Artikel
════
Facebook-Likes: Sind 1000 genug?

8.6 Likes
8,6 Millionen mögen die Bibel

Social-Media-Strategien für die Kirche bestimmen die Diskussion bei der Tagung für Öffentlichkeitsarbeit mit dem Titel „Glaube Twitter Hoffung“.
Soziale Netzwerke liefern Zahlen über die Nutzung. Wer neu auf eine Facebook-Fanpage kommt, sieht sofort, wie vielen Menschen diese gefällt, oder im Facebook-Jargon, wie viele „Likes“ sie hat. Die Zahlen für kirchliche Facebook-Seiten sind jedoch ernüchternd.
Die EKD kommt auf knapp 1500 Likes bei rund 24 Millionen evangelischen Christinnen und Christen laut der letzten veröffentlichten Statistik. Die Pfälzer Landeskirche, die mit einer Viertel Stelle eine Social-Media-Pfarrerin beschäftigt, kommt beispielsweise auf rund 250 Likes, die Facebook-Verhältnisse zwischen EKD und Gliedkirchen scheinen zu stimmen. evangelisch.de liegt in der Größenordnung der EKD mit 1300. Nimmt man die Katholiken dazu, so bekommt man für den letzten Ökumenischen Kirchentag über die 6.000-Marke bei den Facebook-Zustimmungen. Auf Ebene der Kirchenkreise ist das Bild deutlich trister, man  findet sogar  Facebook-Fanpages, die nur von weniger als zehn Menschen als Fan haben.
════
Datensätze
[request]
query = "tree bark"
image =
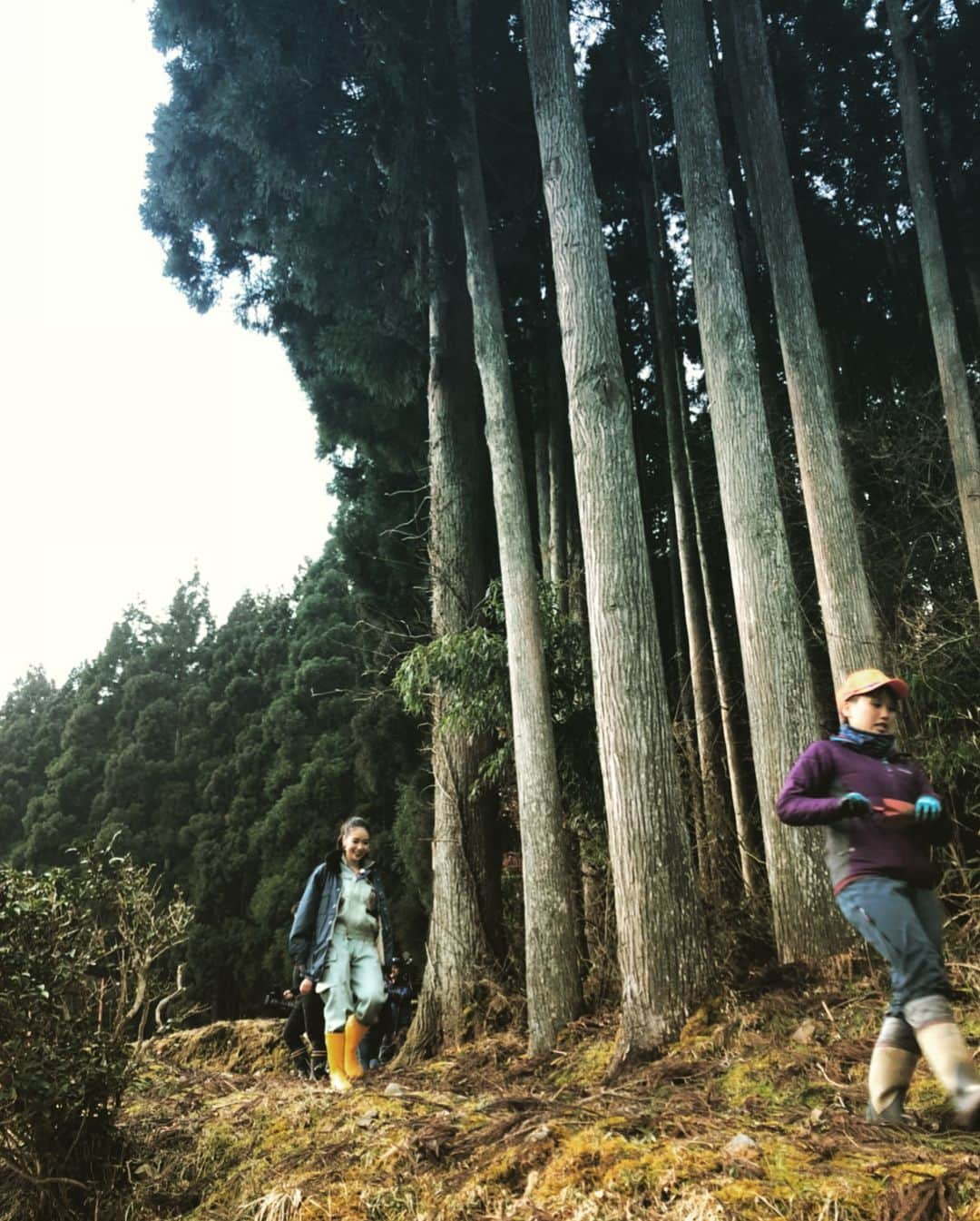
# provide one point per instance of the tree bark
(553, 982)
(848, 613)
(718, 846)
(769, 624)
(956, 395)
(458, 947)
(661, 926)
(965, 209)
════
Aufgaben
1. Zähle bitte alle kirchlichen Facebook-Auftritte auf, die der Artikel mit Namen nennt, jeweils mit der dort angegebenen Zahl an Likes.
2. Beantworte diese Fragen zum Artikel über kirchliche Facebook-Seiten:
(a) Was sieht man laut Artikel sofort, wenn man neu auf eine Facebook-Fanpage kommt?
(b) Wie viele evangelische Christinnen und Christen gibt es laut der letzten veröffentlichten Statistik?
(c) Mit welchem Stellenumfang beschäftigt die Pfälzer Landeskirche eine Social-Media-Pfarrerin?

Lösungen
1.
- EKD: knapp 1500 Likes
- Pfälzer Landeskirche: rund 250 Likes
- evangelisch.de: 1300 Likes
- letzter Ökumenischer Kirchentag (mit den Katholiken): über 6.000 Likes

2.
(a) Wie vielen Menschen die Seite gefällt, also wie viele „Likes“ sie hat.
(b) Rund 24 Millionen.
(c) Mit einer Viertel Stelle.